» **Data for processing**:
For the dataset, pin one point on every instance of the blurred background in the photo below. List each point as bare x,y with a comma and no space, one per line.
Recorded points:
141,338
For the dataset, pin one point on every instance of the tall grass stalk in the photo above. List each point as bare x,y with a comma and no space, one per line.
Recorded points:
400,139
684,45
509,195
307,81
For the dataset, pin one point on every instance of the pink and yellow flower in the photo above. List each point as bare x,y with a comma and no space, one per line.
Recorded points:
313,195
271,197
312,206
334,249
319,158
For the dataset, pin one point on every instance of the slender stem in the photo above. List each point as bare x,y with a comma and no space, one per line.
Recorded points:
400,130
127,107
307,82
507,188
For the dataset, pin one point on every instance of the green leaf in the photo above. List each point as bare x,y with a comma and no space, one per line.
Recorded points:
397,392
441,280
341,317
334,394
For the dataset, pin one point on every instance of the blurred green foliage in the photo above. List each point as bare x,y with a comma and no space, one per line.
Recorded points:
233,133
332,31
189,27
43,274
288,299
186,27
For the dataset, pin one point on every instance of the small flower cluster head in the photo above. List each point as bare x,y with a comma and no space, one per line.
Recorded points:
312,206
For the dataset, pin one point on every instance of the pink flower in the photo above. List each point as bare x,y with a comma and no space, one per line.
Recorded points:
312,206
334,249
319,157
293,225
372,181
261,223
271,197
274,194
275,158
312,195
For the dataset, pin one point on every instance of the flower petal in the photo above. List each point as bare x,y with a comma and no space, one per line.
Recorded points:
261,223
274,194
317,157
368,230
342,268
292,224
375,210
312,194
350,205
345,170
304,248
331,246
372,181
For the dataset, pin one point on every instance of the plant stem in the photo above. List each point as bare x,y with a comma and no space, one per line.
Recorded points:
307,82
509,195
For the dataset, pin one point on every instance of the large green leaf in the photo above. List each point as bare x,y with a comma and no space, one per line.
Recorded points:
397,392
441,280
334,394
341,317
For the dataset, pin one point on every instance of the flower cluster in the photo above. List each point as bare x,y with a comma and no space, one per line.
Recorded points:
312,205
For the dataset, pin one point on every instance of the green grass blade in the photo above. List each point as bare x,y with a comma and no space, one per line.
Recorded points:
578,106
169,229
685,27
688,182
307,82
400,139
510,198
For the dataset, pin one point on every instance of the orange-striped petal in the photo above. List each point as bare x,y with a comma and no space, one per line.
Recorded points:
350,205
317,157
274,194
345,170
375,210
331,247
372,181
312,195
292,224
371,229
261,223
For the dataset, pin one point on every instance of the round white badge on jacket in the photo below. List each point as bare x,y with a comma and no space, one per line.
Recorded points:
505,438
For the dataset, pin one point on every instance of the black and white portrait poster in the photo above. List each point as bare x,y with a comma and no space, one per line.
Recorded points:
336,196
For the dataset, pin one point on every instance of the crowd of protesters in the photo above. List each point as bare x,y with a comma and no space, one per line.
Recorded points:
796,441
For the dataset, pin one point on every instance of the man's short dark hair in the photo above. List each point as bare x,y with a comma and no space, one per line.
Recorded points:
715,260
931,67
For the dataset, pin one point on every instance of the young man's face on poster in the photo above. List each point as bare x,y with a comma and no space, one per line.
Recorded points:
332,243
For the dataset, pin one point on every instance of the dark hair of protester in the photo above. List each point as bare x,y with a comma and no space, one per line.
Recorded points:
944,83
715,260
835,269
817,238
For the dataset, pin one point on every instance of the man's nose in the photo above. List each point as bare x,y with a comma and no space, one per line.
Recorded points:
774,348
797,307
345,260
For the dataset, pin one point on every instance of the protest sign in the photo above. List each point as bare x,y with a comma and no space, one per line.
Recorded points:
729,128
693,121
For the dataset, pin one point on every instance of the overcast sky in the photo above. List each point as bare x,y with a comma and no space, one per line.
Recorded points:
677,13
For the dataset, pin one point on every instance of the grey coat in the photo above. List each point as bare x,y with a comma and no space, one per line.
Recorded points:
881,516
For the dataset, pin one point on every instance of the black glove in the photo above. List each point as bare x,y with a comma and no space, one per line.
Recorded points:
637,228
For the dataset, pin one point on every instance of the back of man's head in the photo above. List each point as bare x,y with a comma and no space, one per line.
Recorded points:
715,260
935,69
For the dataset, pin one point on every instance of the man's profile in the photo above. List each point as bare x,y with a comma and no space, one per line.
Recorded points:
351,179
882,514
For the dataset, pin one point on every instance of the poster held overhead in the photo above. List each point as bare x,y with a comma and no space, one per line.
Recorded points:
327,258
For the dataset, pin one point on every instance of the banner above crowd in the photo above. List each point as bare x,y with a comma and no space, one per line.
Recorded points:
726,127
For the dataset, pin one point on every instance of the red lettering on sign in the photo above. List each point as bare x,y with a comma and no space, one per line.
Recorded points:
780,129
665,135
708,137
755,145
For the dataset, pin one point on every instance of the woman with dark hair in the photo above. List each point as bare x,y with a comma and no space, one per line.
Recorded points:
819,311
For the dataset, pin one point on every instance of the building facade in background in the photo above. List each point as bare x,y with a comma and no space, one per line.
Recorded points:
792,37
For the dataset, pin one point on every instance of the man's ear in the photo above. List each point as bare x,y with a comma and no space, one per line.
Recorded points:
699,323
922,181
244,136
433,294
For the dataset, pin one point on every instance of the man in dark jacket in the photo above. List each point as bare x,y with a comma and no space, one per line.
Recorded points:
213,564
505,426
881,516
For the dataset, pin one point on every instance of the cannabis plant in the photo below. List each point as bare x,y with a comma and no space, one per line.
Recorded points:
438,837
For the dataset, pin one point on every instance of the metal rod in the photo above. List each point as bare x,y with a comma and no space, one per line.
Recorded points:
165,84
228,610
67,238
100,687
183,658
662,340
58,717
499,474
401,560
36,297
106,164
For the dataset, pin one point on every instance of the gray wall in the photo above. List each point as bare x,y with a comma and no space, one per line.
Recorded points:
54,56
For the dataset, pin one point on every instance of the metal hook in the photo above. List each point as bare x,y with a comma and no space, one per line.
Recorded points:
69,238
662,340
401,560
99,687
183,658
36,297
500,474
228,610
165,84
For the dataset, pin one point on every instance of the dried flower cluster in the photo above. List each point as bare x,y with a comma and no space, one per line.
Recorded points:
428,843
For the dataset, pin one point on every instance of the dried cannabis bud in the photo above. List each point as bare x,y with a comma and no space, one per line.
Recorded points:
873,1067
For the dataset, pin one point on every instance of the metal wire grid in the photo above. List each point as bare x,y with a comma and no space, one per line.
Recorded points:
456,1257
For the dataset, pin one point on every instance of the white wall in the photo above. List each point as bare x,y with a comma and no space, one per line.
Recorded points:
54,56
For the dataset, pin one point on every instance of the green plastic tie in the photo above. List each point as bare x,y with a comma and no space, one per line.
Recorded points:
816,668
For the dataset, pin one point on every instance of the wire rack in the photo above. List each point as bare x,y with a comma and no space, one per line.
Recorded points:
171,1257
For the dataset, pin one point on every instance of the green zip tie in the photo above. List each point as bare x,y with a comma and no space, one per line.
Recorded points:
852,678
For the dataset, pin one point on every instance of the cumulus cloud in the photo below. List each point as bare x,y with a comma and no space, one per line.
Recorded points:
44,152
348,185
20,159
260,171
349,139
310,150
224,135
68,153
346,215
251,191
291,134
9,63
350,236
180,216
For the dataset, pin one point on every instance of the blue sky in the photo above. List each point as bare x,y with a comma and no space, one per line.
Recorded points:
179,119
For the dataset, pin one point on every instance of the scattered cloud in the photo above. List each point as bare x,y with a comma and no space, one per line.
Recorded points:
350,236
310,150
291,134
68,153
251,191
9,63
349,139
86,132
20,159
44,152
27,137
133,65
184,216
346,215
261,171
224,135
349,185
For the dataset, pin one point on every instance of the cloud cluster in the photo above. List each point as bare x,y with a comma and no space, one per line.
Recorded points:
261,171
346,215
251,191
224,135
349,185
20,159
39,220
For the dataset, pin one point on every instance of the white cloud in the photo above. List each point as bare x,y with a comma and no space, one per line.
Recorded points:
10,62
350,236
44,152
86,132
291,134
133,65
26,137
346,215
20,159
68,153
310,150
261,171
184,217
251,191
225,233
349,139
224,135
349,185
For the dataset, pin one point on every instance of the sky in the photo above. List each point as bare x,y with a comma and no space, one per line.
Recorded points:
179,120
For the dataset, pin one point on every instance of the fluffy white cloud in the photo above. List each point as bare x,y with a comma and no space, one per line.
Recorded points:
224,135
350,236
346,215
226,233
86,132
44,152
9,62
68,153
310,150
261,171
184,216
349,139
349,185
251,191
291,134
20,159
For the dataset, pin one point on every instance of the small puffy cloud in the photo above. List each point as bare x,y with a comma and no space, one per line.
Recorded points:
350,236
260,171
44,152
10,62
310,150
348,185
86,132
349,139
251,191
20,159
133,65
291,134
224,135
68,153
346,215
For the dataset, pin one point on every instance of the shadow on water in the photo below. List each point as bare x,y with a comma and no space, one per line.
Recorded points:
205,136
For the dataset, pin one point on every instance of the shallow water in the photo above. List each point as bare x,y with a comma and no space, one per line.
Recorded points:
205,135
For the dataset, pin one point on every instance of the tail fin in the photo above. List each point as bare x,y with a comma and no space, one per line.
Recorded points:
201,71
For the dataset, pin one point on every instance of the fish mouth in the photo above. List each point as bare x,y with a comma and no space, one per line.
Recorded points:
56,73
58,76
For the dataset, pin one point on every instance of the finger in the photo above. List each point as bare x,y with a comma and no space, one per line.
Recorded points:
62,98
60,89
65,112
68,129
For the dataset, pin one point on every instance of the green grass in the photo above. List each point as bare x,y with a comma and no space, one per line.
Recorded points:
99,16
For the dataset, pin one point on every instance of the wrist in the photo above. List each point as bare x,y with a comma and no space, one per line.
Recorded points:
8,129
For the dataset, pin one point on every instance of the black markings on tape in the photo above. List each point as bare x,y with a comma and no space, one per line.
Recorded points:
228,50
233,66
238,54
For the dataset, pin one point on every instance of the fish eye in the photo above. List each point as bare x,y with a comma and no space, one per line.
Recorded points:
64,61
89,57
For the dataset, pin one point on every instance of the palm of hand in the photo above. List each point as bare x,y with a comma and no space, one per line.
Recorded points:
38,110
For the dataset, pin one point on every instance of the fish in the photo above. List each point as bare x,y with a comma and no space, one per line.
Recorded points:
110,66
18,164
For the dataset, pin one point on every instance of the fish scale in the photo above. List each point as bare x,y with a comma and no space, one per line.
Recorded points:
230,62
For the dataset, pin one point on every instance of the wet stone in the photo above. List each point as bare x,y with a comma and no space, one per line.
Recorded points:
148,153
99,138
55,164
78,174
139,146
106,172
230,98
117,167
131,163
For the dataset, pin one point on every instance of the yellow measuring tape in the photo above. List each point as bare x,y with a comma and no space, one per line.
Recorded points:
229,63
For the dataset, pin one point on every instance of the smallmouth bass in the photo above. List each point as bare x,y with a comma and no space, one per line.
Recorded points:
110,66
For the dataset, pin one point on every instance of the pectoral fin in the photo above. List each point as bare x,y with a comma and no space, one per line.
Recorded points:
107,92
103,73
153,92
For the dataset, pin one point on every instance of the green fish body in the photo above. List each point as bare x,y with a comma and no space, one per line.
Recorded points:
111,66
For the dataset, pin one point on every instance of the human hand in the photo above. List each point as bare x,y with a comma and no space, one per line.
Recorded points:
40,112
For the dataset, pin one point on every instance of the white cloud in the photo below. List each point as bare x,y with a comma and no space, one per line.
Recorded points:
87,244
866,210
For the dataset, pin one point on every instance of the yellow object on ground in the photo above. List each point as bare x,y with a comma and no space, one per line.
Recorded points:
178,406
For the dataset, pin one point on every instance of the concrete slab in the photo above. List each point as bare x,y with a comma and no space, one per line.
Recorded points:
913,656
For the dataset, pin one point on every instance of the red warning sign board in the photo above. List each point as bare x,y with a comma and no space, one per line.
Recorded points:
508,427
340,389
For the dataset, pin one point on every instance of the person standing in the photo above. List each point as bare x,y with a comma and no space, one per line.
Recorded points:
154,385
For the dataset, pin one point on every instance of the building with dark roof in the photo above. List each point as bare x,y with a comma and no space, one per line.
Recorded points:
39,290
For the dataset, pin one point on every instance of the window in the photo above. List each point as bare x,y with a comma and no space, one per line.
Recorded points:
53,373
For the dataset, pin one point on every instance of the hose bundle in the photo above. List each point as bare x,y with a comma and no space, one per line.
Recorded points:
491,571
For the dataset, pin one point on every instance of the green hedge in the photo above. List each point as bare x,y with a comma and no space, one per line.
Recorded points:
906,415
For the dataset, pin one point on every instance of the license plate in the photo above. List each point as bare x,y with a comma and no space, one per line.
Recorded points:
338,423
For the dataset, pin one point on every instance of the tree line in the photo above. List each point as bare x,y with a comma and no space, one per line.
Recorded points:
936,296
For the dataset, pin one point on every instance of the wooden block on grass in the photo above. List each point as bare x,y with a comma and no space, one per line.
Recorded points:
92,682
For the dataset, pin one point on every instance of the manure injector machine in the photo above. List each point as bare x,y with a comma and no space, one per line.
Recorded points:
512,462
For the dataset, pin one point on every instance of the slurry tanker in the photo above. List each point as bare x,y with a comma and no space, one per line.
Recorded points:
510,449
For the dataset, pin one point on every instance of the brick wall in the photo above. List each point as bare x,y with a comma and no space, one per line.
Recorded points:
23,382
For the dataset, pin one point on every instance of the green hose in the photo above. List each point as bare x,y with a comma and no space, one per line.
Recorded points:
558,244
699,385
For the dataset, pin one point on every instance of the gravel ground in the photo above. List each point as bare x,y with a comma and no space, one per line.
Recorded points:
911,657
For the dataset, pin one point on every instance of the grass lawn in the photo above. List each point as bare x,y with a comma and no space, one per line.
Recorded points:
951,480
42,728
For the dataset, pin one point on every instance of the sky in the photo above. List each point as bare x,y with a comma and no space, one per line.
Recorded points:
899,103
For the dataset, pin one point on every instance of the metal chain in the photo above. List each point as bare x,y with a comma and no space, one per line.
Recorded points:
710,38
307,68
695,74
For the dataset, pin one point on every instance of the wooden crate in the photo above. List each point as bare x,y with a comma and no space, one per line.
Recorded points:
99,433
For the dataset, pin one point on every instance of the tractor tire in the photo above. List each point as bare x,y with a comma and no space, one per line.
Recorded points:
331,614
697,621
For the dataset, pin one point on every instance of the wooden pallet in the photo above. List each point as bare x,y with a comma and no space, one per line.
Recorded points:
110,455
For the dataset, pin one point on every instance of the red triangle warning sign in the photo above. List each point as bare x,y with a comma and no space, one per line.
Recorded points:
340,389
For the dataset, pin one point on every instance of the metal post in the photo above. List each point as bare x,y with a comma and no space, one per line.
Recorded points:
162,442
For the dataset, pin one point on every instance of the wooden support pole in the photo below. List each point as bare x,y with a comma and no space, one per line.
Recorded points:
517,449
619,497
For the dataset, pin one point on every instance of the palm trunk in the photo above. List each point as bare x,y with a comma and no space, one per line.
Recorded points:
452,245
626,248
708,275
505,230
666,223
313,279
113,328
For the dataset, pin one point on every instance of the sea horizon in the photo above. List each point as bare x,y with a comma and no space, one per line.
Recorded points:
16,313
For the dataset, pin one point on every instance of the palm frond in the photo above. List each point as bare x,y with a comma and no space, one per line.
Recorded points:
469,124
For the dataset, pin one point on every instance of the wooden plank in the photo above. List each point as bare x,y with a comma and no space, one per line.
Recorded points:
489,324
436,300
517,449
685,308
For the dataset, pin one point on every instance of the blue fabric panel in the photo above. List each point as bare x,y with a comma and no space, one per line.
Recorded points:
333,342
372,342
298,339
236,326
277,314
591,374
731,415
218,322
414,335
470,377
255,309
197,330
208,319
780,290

» **What to do**: Everything from the line containing "the wooden crate" to the end of the records must be written out exactly; include both of those lines and no others.

» **Exercise answer**:
For the dataset, pin one point on every instance of the wooden crate in the photo above. List each point as bare x,y with a comma and no space, one per line.
Recorded points:
99,433
For the dataset, pin one point on every instance of the tractor tire in the photo above. List each point as bare x,y with a comma and no space, one per line.
Recorded points:
331,614
697,621
For the dataset, pin one point on every instance of the wooden pallet in the photo above. List each point as bare x,y with a comma and no space, one per line.
Recorded points:
110,455
For the dataset, pin one point on every instance of the red triangle warning sign in the photo above. List each point as bare x,y with a comma and no space, one per line.
Recorded points:
340,389
For the dataset, pin one point on every instance of the metal post in the photo above. List each point as bare x,y with a comma and no space, one per line.
Recorded points:
162,442
For the dataset, pin one point on every instance of the wooden support pole in the photo below. List each point as bare x,y with a comma and no space, one per line.
Recorded points:
517,449
619,497
For the dataset, pin one point on every instance of the palm trunk in the photo above. List each point as bare x,y with a comma and no space, one per line.
Recorded points:
452,245
626,248
708,275
505,230
666,223
313,279
113,328
For the dataset, pin one point on every instance of the sea horizon in the photo above. List each point as bare x,y with a comma and no space, one per line.
Recorded points:
16,313
For the dataset, pin one point on every instance of the palm frond in the photo above. List each point as bare x,y with a comma and no space, one per line.
Recorded points:
469,124
For the dataset, pin one point on every instance of the wooden plank in the photo above. List each point as bare x,y with a comma and no space, one per line.
Recorded points:
489,324
436,300
517,449
685,308
For the dataset, pin one point on every instance of the blue fabric panel in the photo above. List each point as bare x,y with a comma and no space, one per line.
Recorded points:
333,342
372,342
298,339
236,326
277,314
591,374
731,415
218,322
414,335
470,377
255,309
197,330
208,319
780,290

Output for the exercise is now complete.